Extract —
# Operation: own a snake until i move out without my mum finding out (3)



## Stavros88 (Dec 6, 2008)

For the clever folks out there (if any1 has actually read this yet) who have been wondering about the practicalities of my plan as far as feeding goes: its a severe pain in the arse as a bag of mice in the freezer would be quite a large hint that there is something in the house that has a taste for mice, and since my poofy dog turns her nose up at anything that isnt Caesar, i cant exactly blame it on her. Also: that just happens to be another thing that my mother is deathly afraid of. So wot i'm having to do is get my pinkies one at a time from the fantastic people at the new pet shop on Argyle Street and transport them in my trusty 0.2l RUB whereupon i then need to get it from my jacket to my room without anyone seeing it (always fun), then feed it to Houdini, which involves having him out for long enough to down the mouse (which can take about 15 minutes if he's being a little shit and ignoring it) and hoping no1 walks in. :whistling2:


----------



## tim89 (Dec 8, 2008)

haha good going! sounds like your project is going well, is the hatchling quite small then? good luck if its a royal! haha chunky things from the word go


----------



## Kirstyx (Mar 13, 2008)

Tasks to carry out —
- A) Decide whether each of the following statements agrees with the snake thread, answering yes or no and quoting the words from the thread that decide it. (i) The pinkies come from a pet shop on Argyle Street. (ii) The writer could blame missing mice on the dog, since she will eat them. (iii) Feeding Houdini can take about 15 minutes.
- B) Write the next part of the snake thread, picking up where it stops.

Entries supplied —
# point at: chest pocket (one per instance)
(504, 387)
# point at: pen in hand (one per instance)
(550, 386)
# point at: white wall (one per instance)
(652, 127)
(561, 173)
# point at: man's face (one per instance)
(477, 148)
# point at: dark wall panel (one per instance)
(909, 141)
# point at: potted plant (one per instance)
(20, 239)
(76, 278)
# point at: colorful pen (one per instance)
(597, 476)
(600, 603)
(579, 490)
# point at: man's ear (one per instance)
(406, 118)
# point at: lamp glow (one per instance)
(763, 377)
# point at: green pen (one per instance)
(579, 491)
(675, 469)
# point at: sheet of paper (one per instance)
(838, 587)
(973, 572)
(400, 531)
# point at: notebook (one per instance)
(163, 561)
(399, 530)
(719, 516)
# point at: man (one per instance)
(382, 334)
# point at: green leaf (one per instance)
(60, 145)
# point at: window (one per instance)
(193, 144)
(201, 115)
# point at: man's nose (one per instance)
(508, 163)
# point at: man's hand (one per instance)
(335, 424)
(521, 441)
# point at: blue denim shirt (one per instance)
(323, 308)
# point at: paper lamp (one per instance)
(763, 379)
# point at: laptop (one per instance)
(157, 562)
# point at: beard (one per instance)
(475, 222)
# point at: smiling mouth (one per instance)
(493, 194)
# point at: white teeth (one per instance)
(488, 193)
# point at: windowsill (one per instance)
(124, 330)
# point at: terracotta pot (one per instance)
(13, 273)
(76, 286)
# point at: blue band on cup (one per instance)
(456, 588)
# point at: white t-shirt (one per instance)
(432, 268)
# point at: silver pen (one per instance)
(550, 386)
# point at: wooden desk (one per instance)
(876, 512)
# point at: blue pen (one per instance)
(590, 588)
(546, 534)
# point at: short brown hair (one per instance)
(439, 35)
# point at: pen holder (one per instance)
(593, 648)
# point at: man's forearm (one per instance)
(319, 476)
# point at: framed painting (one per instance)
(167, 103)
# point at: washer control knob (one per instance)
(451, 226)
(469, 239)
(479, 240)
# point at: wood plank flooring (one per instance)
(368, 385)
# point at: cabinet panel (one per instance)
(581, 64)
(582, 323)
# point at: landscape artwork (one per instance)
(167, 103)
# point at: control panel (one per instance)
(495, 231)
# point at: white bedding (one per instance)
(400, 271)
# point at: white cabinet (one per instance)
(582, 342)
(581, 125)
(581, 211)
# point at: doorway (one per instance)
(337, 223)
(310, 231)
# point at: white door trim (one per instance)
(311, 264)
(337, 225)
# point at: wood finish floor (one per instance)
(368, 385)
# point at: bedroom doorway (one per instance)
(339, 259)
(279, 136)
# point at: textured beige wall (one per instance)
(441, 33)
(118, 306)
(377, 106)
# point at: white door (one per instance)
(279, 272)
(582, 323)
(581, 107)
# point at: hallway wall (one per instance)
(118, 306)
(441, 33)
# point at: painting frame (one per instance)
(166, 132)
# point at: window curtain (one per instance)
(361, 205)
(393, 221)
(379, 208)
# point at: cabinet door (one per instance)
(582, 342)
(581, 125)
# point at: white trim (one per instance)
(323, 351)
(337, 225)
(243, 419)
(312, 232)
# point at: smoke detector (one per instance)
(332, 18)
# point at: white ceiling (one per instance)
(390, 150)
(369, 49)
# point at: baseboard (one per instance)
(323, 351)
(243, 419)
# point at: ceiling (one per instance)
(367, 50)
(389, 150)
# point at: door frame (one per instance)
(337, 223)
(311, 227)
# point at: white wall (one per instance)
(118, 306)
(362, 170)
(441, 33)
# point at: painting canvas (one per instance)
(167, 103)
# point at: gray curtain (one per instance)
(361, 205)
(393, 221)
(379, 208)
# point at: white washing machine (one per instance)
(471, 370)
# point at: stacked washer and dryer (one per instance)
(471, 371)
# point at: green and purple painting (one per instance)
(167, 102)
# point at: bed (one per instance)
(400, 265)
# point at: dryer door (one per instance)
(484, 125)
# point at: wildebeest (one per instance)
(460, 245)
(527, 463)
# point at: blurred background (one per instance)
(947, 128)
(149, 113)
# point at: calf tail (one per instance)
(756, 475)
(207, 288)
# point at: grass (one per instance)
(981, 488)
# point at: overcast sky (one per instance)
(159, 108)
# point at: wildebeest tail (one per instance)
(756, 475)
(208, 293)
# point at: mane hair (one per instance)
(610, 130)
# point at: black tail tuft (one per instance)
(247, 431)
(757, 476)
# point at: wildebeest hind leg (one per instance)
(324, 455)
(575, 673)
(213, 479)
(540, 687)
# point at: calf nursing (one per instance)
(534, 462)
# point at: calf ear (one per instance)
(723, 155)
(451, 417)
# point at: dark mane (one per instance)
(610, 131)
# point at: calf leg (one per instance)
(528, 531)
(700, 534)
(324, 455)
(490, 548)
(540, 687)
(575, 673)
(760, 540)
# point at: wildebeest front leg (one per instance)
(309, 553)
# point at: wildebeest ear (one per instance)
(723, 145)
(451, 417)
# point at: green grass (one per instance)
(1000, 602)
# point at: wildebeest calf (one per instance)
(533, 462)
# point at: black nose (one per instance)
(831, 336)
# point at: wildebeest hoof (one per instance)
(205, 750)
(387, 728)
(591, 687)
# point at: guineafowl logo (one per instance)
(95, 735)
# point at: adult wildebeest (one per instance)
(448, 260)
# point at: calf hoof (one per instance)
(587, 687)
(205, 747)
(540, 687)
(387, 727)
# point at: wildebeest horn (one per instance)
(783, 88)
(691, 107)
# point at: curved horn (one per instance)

Final answers —
- A)
(i) Yes: "the fantastic people at the new pet shop on Argyle Street"
(ii) No: "my poofy dog turns her nose up at anything that isnt Caesar, i cant exactly blame it on her"
(iii) Yes: "which can take about 15 minutes"

- B)
*HaHa!  .. Good Stuff, I'd get caught before i'd get through the door lol  .. Just noticed your from airdrie, im from glasgow (Cambuslang)  x*


----------



## Sid.lola (Jan 10, 2008)

Feed him in his tub!


----------



## Stavros88 (Dec 6, 2008)

I would, but I've been told its best not to in case they swallow some of the substrate.


----------



## Sid.lola (Jan 10, 2008)

It's fine if on Aspen. Or keep it on newspaper til it's bigger.


----------



## Stavros88 (Dec 6, 2008)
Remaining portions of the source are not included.